**TEXT PASSAGE:**
While implementing my own forward_list class template, I saw that some of the methods such as resize() require the type be DefaultInsertable. According to the documentation, DefaultInsertable
Specifies that an instance of the type can be default-constructed in-place by a given allocator.
I understand what DefaultConstructable means and I can enforce that my type T meets this requirement either by using the default_initializable concept or with the following template:
template <typename = std::enable_if_t<(T(),T{},true),int*>>
where T is any type
But how could I verify that a type can be default-constructed in place by a given allocator?
The custom is_default_insertable type trait, which is true if the type T models DefaultInsertable for an allocator type A.
To implement the condition, it is sufficient to verify whether the expression std::allocator_traits<A>::construct(std::declval<A&>(), std::declval<T*>()) is well-formed. The allocator type is not rebound because the construct() member function does not depend on it.
namespace detail {
template <typename, typename, typename = void>
struct is_default_insertable
: std::false_type {};
template <typename T, typename A>
struct is_default_insertable<T, A, std::void_t<decltype(std::allocator_traits<A>::construct(std::declval<A&>(), std::declval<T*>()))>>
: std::true_type {};
}
template <typename T, typename A>
struct is_default_insertable
: detail::is_default_insertable<T, A> {};
template <typename T, typename A>
inline constexpr bool is_default_insertable_v = is_default_insertable<T, A>::value;
Alternatively, the default_insertable concept, which is equivalent to the above type trait, can be implemented in the following way.
template <typename T, typename A>
concept default_insertable = requires(A& x, T* y)
{
std::allocator_traits<A>::construct(x, y);
};

**INFORMATION GIVEN:**
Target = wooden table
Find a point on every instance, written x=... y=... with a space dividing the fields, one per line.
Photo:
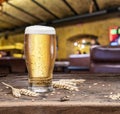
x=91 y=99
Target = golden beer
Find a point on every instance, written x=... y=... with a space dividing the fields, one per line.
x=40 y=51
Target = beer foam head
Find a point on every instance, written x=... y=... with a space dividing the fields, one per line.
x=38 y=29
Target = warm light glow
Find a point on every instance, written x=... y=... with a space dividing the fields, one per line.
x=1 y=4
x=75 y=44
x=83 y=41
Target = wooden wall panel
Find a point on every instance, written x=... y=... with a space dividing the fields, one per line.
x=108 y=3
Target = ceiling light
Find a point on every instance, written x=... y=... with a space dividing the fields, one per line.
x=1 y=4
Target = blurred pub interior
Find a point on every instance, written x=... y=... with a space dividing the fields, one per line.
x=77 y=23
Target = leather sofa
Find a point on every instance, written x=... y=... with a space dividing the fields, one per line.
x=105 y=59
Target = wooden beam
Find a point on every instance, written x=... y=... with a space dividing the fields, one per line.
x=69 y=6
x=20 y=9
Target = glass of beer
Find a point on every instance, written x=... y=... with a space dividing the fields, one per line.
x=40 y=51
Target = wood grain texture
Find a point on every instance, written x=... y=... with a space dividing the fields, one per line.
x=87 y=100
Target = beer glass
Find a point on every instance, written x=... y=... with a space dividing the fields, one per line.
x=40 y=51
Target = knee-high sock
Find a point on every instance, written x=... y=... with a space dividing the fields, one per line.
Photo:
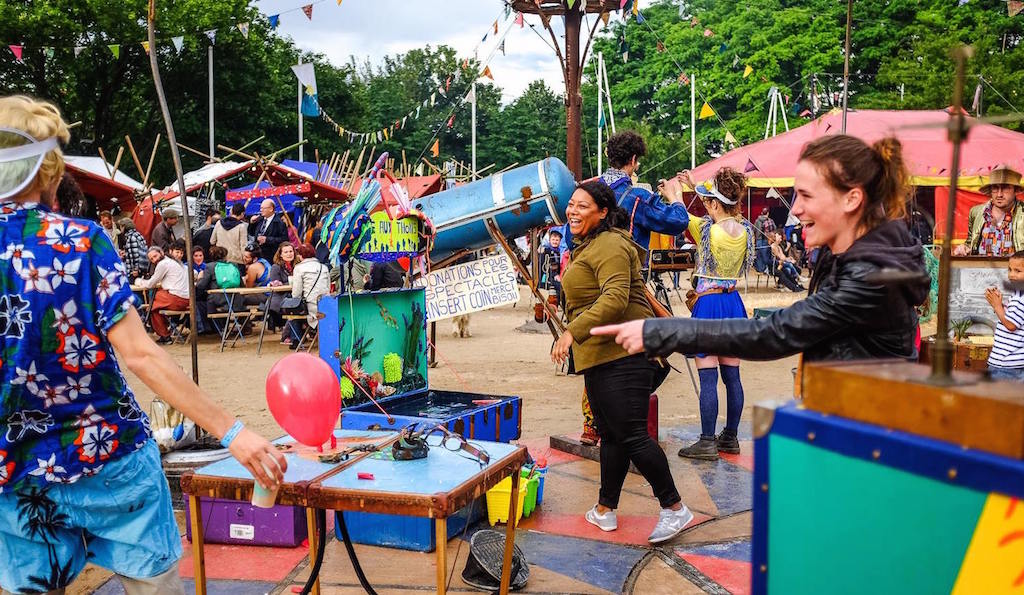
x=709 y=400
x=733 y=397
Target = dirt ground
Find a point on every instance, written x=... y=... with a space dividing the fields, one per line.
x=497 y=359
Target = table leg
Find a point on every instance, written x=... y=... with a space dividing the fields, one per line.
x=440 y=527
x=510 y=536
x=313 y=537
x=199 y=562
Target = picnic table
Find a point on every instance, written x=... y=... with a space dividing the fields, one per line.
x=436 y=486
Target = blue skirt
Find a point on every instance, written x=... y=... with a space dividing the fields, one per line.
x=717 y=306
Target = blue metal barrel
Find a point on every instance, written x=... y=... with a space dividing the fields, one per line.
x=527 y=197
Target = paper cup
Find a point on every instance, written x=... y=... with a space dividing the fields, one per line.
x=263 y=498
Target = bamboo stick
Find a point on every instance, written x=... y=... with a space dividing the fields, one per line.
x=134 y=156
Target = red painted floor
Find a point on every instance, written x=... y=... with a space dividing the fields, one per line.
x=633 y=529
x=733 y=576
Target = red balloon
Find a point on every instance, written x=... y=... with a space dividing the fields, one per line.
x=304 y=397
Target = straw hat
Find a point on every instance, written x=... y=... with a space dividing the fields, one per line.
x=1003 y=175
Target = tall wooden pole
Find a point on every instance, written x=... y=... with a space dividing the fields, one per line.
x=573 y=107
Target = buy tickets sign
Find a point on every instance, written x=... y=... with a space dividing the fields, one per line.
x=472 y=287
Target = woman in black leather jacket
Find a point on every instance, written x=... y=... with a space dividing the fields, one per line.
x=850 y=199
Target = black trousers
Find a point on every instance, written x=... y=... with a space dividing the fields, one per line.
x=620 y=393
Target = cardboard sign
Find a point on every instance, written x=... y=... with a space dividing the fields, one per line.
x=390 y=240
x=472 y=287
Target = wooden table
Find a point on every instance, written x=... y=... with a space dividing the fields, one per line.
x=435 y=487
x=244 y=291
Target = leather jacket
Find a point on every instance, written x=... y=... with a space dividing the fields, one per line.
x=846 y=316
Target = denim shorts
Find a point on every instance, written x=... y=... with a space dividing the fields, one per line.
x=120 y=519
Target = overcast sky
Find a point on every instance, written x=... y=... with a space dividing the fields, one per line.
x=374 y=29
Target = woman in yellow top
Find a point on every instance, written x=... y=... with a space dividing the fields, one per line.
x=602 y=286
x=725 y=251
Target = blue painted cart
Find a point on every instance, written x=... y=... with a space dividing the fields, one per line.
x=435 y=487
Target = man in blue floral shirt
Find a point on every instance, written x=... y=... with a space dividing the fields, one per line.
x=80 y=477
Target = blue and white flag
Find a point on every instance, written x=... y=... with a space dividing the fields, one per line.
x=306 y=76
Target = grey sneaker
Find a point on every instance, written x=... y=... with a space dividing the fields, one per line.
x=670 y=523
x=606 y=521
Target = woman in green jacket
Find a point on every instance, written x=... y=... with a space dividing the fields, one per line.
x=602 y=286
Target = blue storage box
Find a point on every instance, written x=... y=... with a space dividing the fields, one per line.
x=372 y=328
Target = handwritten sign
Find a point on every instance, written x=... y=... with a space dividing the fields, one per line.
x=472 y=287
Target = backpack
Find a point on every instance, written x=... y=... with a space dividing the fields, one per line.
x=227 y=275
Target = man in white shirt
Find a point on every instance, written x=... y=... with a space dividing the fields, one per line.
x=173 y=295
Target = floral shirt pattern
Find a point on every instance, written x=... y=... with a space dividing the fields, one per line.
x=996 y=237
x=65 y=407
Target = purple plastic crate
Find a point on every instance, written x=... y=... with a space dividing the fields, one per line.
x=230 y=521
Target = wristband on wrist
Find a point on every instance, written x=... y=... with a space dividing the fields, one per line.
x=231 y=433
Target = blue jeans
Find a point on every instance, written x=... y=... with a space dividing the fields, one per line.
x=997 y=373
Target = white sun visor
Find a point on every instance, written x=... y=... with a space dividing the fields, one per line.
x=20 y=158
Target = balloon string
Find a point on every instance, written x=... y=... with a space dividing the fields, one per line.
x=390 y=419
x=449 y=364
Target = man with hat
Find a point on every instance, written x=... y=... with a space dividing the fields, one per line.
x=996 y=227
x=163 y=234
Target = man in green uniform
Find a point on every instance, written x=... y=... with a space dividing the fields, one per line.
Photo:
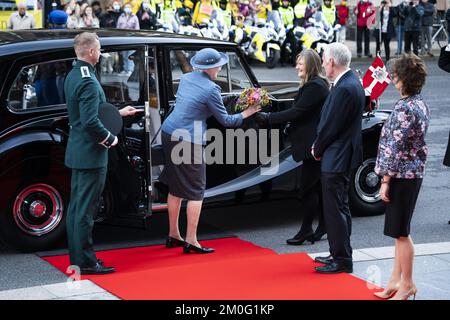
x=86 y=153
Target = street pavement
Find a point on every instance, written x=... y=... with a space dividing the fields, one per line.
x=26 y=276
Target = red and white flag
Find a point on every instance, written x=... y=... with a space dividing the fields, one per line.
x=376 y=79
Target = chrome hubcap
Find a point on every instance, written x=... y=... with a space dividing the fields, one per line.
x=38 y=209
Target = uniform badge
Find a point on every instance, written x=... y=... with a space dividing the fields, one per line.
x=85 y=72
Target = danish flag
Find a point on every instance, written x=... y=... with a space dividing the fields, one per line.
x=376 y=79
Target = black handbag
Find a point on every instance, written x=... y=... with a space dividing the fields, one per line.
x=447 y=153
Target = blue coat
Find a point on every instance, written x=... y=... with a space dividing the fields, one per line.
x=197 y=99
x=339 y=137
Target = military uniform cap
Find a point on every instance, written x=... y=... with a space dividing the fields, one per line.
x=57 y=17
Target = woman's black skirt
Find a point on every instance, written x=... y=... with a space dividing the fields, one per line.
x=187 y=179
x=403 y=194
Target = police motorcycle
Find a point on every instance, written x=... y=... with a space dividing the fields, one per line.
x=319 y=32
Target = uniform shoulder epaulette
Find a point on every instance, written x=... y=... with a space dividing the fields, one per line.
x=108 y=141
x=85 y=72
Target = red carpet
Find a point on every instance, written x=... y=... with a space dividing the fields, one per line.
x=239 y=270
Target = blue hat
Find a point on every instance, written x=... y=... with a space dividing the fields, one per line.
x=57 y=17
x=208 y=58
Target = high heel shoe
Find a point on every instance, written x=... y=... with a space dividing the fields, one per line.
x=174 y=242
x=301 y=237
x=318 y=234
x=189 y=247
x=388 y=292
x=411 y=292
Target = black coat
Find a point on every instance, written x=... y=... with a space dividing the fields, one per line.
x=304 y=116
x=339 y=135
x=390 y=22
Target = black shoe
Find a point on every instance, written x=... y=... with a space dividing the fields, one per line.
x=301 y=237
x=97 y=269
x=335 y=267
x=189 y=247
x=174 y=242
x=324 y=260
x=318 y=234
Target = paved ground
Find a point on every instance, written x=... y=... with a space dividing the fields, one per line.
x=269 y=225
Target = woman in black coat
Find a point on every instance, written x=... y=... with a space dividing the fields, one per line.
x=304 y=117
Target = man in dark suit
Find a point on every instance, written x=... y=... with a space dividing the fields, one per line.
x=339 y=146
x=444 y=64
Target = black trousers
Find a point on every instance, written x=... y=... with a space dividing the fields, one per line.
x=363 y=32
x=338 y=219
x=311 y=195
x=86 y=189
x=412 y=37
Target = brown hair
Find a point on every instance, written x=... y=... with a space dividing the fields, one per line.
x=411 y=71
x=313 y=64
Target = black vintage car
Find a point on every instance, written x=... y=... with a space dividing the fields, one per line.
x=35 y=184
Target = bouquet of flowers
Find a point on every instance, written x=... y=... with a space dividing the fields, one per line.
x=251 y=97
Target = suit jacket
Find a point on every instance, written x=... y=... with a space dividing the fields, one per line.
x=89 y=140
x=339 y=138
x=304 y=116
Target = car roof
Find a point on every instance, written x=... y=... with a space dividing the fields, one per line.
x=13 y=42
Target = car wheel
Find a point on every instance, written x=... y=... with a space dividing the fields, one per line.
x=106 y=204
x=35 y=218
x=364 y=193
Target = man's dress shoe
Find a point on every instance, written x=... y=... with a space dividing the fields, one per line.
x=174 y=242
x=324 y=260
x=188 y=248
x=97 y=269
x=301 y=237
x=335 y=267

**REQUIREMENT:**
Please reproduce the DefaultInsertable thread between "While implementing my" and "a given allocator.", inclusive. The records stand apart from the DefaultInsertable thread.

**FULL OUTPUT:**
While implementing my own forward_list class template, I saw that some of the methods such as resize() require the type be DefaultInsertable. According to the documentation, DefaultInsertable
Specifies that an instance of the type can be default-constructed in-place by a given allocator.